Stated task
Every record should be repeated exactly, except that pictures are left out.

^^^^^^^^

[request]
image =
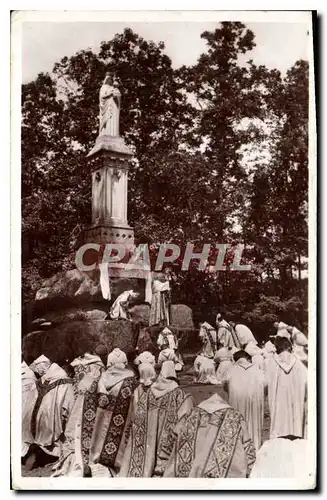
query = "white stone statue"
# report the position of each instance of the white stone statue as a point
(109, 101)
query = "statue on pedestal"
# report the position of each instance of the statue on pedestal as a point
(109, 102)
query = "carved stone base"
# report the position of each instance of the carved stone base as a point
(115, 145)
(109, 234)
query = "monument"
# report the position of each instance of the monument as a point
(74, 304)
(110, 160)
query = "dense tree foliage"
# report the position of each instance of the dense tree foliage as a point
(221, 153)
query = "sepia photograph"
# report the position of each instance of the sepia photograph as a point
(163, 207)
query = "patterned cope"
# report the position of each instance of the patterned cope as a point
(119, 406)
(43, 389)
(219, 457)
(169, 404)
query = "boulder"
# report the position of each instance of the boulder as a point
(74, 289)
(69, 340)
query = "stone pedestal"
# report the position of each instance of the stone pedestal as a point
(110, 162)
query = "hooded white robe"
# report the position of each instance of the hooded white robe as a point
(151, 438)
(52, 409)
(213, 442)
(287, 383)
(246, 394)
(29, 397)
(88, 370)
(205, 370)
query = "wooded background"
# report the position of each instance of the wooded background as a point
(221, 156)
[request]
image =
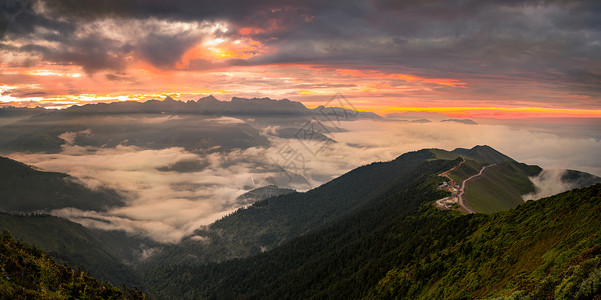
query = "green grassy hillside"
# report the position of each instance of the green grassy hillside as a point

^^^^^^^^

Correct response
[request]
image =
query = "white stone statue"
# report the position of each instance of the white stone statue as a point
(109, 101)
query = "statue on pedestal"
# report the position of each instance of the statue on pedestal as a point
(109, 102)
query = "carved stone base"
# report the position of each instance of the carved stone base as a point
(115, 145)
(109, 234)
query = "monument"
# report the position of each instance of the monument as a point
(74, 304)
(110, 160)
query = "dense tree foliage"
# report the position of each instance of the dense tree foliage as a point
(221, 153)
query = "sepia photograph"
# report the position of each instance of the sepia photograph as a point
(163, 207)
query = "patterned cope"
# report the position of each instance of the patterned cope as a point
(119, 406)
(43, 389)
(219, 457)
(169, 404)
query = "boulder"
# report the position of each instance of the boulder as a point
(74, 289)
(69, 340)
query = "stone pedestal"
# report the position of each instance of the stone pedestal as a point
(110, 162)
query = "hooded white robe"
# report the position of each instance of the hooded white robe as a point
(151, 438)
(52, 409)
(213, 442)
(287, 383)
(246, 394)
(29, 397)
(88, 370)
(205, 370)
query = "wooded background"
# report the position of each instance of the wooded background as a point
(221, 156)
[request]
image =
query = "green grassy hillside"
# report the position of each instance of the green grassy hillside as a point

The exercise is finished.